Transcribe the part of the journal table of contents below that opens with the words "Increasing Link Marker" and closes with "link marker design?".

Source passage:
>> START
Journal of the American Society for Information Science (JASIS) -- Table of Contents

Contributed by
Richard Hill
American Society for Information Science
Silver Spring, Maryland, USA
rhill@asis.org

VOLUME 50, NUMBER 5 (May 1999)

CONTENTS

  • Editorial
  • In This Issue
    Bert R. Boyce
  • Research

    Increasing Link Marker Effectiveness for WWW and other Hypermedia Interfaces: An Examination of End-User Preferences
    John R. Carlson and Charles J. Kacmar

    How do hypermedia users rate the effectiveness of link marker design?

    Using various text node forms, and a graphic node, Carlson and Kacmar apply seven different marker designs. An instrument for each node was used to evaluate the reactions of 122 undergraduate students. All groups expressed a clear preference for link designation by color and generally for graphic bounded markers over character set markers or unbounded graphics, like bullets. The design of the link marker seems to be of more importance to novice searchers than to those more expert.
>> END
Recorded data:
>> START
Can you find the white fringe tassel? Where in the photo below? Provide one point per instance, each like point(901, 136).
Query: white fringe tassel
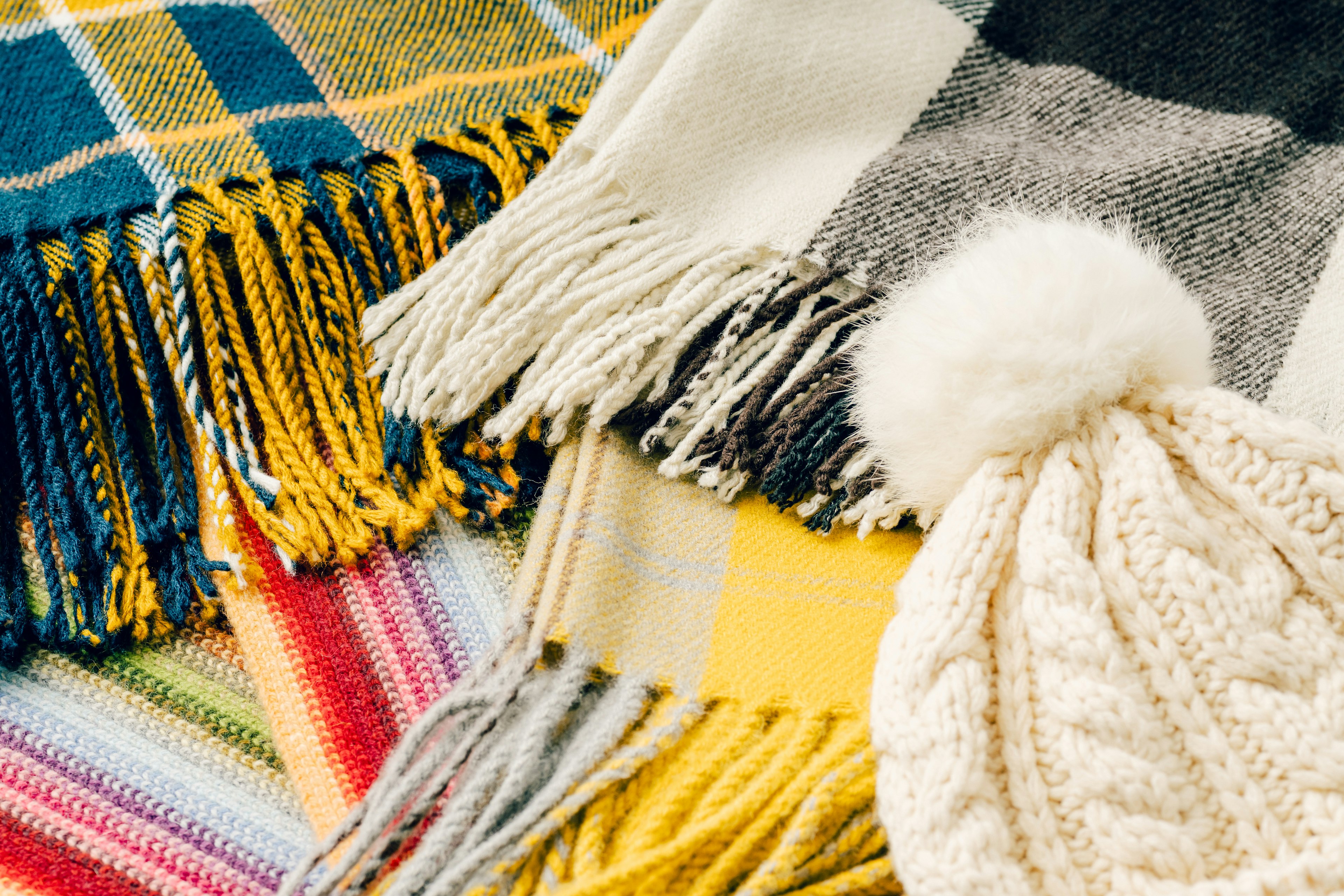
>> END
Solution:
Increasing Link Marker Effectiveness for WWW and other Hypermedia Interfaces: An Examination of End-User Preferences
    John R. Carlson and Charles J. Kacmar

    How do hypermedia users rate the effectiveness of link marker design?